- YOUR OBJECTIVE -
Every line below from the one containing "Where can you see the wooden" through the one containing "Where can you see the stone building?" must be transcribed exactly. Omit all lines outside that stretch.

== Segment start ==

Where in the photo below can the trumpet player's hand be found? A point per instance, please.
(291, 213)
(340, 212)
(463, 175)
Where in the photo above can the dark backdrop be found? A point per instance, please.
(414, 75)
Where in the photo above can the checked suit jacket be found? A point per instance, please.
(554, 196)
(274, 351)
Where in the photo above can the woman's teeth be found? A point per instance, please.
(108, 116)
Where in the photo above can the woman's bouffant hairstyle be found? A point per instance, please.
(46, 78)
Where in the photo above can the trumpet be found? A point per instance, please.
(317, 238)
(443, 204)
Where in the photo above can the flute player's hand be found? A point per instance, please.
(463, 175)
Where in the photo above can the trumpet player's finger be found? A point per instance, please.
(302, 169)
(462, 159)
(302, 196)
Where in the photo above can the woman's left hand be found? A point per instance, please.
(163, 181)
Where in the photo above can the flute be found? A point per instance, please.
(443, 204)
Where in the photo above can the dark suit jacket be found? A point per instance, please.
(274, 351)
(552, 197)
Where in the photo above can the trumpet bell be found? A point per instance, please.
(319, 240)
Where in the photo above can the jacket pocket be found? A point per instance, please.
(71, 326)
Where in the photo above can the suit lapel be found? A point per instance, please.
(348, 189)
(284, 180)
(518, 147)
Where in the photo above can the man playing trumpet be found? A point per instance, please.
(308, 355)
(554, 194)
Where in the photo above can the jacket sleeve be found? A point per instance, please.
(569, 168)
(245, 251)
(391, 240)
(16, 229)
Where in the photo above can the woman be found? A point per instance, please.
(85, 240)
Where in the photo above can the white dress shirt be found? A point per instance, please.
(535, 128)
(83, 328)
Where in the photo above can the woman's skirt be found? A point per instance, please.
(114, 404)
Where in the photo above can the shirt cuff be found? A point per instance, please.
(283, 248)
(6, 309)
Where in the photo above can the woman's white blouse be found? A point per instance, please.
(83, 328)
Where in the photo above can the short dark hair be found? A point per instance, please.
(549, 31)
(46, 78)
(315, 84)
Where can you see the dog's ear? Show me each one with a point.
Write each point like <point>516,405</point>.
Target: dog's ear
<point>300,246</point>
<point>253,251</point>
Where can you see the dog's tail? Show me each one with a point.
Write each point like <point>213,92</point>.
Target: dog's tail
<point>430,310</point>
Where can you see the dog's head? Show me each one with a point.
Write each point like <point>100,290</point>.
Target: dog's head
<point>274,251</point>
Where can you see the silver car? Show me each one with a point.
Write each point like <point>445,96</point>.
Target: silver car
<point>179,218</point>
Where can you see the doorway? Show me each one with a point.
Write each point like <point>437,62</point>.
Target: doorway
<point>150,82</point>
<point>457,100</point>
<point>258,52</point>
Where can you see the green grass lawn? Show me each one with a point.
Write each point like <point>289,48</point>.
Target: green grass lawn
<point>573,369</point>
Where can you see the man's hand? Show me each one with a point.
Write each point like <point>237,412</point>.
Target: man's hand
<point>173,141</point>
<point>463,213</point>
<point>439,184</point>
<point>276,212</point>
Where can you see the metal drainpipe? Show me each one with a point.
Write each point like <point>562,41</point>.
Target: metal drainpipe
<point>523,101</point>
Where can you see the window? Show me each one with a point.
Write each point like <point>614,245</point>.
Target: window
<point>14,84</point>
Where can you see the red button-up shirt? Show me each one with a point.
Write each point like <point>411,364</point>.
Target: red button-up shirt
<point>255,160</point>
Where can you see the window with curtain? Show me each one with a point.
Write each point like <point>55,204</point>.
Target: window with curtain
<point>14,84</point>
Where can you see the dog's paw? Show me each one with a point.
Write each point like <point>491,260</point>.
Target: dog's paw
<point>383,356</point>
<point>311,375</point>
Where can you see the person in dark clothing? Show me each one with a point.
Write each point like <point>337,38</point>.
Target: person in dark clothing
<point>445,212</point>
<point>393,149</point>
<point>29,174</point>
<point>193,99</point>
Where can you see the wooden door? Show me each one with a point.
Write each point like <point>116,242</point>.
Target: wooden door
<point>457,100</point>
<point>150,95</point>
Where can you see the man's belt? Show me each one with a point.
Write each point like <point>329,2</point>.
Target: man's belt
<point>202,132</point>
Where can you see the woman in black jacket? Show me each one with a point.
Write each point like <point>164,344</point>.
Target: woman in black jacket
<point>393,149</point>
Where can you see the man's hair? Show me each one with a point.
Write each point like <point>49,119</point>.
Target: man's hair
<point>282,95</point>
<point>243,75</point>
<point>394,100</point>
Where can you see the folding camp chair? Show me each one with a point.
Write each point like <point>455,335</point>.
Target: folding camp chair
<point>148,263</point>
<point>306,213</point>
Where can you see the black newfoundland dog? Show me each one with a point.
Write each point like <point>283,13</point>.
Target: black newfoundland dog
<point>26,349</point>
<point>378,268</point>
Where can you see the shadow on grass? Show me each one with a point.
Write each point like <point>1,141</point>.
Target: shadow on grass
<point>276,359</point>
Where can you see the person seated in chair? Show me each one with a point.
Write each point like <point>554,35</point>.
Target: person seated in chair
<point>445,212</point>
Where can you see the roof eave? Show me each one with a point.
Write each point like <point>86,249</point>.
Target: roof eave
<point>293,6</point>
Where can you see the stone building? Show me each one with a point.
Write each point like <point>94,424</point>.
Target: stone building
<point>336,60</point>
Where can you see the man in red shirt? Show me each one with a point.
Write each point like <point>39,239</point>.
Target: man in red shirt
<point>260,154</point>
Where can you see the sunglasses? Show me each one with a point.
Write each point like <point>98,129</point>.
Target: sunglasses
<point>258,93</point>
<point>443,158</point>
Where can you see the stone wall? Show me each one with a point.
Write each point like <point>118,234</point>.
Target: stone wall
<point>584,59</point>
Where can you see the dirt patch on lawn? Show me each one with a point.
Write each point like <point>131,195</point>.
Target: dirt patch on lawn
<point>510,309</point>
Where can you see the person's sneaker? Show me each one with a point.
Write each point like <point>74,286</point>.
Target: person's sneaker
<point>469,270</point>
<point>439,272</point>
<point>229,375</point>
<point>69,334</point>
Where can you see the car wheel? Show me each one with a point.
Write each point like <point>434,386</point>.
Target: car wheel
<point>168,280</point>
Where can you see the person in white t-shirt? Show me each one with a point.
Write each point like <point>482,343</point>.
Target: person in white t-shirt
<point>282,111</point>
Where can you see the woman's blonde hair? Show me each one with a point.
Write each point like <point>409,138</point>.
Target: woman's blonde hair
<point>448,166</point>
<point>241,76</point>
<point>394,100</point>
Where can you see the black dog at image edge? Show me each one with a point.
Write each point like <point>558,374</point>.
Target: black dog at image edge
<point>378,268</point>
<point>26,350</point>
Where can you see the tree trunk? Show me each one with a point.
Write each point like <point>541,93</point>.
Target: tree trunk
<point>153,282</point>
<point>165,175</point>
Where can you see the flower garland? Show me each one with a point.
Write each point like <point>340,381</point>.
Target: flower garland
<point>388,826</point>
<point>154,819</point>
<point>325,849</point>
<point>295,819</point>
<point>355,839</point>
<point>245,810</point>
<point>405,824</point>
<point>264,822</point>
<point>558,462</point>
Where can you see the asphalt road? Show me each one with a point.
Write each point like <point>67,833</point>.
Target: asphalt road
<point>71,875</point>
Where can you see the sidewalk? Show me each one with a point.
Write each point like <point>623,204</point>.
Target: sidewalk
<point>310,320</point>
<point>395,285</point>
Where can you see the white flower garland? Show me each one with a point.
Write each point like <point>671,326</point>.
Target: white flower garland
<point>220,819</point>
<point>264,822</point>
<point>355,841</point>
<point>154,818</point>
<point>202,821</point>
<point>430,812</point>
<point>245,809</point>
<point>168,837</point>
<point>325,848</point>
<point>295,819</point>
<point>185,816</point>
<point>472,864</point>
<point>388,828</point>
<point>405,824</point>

== Segment end ==

- WRITTEN SOLUTION -
Where can you see the wooden door? Show me each one with a point.
Write each point like <point>116,242</point>.
Target: wooden door
<point>457,100</point>
<point>150,95</point>
Where can you see the man's belt? Show me each one with a point.
Write each point like <point>329,2</point>.
Target: man's belt
<point>202,132</point>
Where can you see the woman in black jacket? Show me each one with a point.
Write each point like <point>164,344</point>.
Target: woman in black jacket
<point>393,149</point>
Where can you see the man's hair? Show me each one with a point.
Write each point like <point>49,119</point>.
Target: man's hair
<point>282,95</point>
<point>243,75</point>
<point>394,100</point>
Where can you see the folding camp chair? Show me each one with a point.
Write each point like <point>455,335</point>.
Target: folding camp chair
<point>148,263</point>
<point>306,213</point>
Where can you see the black newfoundland dog? Show me each one with a point.
Write each point like <point>283,13</point>.
Target: black newfoundland dog
<point>26,349</point>
<point>378,268</point>
Where can you see the shadow on grass? Show me each one with a point.
Write each point like <point>1,141</point>.
Target: shadow on grass
<point>276,359</point>
Where can you see the person seated in chair? Show me each one with a point.
Write each point like <point>554,35</point>.
Target: person seated in chair
<point>445,212</point>
Where can you see the roof eave? Show me each one with a point.
Write each point like <point>86,249</point>.
Target: roof eave
<point>293,6</point>
Where can you see the stone building? Show me each one with a point.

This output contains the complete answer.